**Do this**
Rewrite only the lines that begin at the one containing "Question: Can you identify the bounding box of the metal" and stop after the one containing "[177,53,232,194]", changing "utility belt" to "duty belt" and leaving everything else as it is.

(Detection examples)
>> BEGIN

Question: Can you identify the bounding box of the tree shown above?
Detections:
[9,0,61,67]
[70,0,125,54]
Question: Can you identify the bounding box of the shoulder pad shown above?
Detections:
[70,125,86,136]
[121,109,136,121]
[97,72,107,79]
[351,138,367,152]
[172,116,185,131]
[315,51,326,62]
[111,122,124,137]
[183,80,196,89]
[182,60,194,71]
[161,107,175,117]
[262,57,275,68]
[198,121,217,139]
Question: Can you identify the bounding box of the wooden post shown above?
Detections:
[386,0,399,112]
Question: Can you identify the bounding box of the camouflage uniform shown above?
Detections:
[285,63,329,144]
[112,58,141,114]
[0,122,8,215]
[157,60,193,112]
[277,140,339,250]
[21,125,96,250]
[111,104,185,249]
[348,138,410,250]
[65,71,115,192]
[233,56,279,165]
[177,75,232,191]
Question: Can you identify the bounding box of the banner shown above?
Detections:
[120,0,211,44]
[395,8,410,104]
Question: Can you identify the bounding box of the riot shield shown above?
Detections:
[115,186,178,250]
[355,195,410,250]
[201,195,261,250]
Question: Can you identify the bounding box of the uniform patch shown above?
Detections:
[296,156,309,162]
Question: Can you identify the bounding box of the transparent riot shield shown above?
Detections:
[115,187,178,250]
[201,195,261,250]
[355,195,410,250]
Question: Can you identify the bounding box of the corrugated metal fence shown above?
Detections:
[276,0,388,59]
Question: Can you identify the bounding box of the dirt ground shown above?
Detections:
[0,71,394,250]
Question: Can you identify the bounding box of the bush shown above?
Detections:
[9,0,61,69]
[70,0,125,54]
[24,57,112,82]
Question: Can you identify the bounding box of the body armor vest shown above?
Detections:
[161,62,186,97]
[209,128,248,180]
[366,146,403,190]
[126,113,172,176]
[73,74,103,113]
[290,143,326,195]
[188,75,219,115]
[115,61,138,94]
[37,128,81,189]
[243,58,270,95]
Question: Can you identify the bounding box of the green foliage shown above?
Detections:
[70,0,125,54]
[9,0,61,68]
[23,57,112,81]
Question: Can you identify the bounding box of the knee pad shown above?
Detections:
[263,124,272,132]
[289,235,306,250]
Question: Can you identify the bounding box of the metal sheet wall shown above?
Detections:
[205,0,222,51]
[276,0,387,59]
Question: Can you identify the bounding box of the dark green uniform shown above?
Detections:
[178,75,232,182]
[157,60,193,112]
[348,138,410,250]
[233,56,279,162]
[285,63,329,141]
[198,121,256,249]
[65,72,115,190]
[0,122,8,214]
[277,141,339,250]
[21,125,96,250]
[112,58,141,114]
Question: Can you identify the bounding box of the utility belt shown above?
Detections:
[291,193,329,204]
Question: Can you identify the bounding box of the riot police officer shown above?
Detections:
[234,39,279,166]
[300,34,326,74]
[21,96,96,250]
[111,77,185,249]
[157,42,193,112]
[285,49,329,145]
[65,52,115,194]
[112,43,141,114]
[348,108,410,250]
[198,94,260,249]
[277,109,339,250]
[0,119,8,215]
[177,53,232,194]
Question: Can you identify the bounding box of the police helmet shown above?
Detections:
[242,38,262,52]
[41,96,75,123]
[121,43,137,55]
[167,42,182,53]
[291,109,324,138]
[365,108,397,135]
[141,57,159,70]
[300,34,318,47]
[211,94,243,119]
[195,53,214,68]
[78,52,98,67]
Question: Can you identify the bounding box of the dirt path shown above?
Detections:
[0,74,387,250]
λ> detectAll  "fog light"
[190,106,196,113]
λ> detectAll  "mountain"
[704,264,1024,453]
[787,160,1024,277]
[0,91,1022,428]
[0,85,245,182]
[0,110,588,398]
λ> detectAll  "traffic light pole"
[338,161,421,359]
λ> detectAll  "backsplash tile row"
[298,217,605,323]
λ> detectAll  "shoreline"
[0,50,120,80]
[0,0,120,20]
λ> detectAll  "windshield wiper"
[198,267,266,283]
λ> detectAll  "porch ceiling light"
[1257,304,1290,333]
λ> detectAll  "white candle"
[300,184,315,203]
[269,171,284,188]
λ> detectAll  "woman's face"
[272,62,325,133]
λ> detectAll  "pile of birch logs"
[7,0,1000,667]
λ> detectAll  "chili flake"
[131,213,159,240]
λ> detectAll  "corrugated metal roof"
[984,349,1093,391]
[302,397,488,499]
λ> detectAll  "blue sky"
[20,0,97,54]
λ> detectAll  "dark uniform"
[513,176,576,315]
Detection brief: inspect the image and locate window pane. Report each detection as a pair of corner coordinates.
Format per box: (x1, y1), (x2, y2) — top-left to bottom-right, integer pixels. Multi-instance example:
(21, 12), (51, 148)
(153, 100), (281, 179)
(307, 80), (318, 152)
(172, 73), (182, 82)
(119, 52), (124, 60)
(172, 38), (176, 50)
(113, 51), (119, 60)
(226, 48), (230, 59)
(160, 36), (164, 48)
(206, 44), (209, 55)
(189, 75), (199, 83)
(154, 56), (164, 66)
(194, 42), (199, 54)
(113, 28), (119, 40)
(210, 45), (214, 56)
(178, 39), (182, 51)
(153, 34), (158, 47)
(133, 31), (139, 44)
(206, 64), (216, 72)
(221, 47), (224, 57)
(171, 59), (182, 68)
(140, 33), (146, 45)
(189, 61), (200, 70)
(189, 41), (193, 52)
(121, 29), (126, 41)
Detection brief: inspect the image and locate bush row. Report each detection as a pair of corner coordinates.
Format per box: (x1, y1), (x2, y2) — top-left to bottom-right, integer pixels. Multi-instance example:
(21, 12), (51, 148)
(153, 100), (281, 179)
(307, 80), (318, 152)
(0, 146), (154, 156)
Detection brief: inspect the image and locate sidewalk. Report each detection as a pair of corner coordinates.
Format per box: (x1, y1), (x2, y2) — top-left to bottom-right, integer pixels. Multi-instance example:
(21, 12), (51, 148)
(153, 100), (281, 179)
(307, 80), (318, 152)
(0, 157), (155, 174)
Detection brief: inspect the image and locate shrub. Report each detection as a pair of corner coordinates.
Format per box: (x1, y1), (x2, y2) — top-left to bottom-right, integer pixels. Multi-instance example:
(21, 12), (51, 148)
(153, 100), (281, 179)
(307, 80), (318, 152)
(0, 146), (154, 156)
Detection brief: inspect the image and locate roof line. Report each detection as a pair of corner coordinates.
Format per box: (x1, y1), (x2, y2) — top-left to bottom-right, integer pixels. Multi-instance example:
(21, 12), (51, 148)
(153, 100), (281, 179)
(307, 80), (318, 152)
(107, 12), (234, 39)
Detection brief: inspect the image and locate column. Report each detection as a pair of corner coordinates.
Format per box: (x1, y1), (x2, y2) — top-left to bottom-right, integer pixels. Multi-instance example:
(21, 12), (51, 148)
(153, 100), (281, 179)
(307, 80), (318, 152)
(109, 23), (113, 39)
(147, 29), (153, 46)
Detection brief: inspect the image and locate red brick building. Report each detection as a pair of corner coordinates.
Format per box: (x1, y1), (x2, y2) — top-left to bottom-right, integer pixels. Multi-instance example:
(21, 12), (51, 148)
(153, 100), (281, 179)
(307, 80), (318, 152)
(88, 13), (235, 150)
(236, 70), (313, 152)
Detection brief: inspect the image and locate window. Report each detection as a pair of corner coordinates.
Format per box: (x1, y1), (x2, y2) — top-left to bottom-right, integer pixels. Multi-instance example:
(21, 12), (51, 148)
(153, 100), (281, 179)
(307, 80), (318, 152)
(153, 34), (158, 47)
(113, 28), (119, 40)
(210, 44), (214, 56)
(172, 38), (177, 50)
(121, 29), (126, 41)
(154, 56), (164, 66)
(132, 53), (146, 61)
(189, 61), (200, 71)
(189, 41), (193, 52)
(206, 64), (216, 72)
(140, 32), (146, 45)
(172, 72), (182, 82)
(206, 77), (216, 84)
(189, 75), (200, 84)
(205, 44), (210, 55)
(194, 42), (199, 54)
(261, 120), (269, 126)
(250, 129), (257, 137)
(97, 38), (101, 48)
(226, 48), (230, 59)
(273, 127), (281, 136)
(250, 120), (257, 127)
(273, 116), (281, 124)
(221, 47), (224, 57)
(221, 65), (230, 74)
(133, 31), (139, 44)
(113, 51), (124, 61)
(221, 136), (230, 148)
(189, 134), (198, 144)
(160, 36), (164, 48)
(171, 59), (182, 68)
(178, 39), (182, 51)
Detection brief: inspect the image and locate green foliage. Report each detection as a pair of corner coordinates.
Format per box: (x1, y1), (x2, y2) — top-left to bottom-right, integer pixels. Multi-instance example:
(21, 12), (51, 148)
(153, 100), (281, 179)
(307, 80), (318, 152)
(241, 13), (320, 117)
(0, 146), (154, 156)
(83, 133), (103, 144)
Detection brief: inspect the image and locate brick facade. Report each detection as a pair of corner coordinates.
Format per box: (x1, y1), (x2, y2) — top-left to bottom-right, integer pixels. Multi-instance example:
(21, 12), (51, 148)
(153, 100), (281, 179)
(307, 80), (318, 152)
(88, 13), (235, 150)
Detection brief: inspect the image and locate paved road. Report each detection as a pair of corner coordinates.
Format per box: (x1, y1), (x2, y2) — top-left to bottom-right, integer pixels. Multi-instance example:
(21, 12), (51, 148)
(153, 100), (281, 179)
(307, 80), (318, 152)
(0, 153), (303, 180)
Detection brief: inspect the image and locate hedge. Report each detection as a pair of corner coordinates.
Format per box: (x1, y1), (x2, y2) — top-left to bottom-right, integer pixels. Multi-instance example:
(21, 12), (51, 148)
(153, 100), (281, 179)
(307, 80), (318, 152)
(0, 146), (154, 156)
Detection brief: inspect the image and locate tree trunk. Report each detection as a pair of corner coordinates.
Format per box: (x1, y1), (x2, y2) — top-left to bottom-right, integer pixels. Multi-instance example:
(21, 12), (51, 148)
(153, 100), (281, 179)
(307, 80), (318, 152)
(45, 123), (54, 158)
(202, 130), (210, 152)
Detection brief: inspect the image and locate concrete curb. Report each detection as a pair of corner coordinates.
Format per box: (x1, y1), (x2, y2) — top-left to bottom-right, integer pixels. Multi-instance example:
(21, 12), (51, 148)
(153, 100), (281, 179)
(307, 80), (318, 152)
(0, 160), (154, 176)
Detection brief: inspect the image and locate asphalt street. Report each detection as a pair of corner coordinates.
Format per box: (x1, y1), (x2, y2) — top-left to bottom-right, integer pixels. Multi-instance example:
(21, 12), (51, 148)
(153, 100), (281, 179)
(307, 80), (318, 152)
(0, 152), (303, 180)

>> END

**Answer**
Question: Can you identify the bounding box of the metal sheet wall shown above?
Detections:
[205,0,222,51]
[276,0,387,59]
Question: Can you identify the bounding box of the dark green uniform shown above?
Detections:
[178,75,232,182]
[157,60,193,112]
[348,138,410,250]
[233,56,279,162]
[285,63,329,141]
[198,121,256,249]
[65,72,115,190]
[0,122,8,214]
[277,141,339,250]
[21,125,96,250]
[112,58,141,114]
Question: Can you identify the bounding box of the duty belt shown above?
Detections:
[291,193,329,204]
Question: Can you identify the bounding box of the riot police officer shown above?
Detections:
[234,39,279,166]
[300,34,326,74]
[21,96,96,250]
[111,77,185,249]
[157,42,193,112]
[285,49,329,145]
[65,52,115,194]
[112,43,141,114]
[348,108,410,250]
[198,94,260,249]
[277,109,339,250]
[0,119,8,215]
[177,53,232,194]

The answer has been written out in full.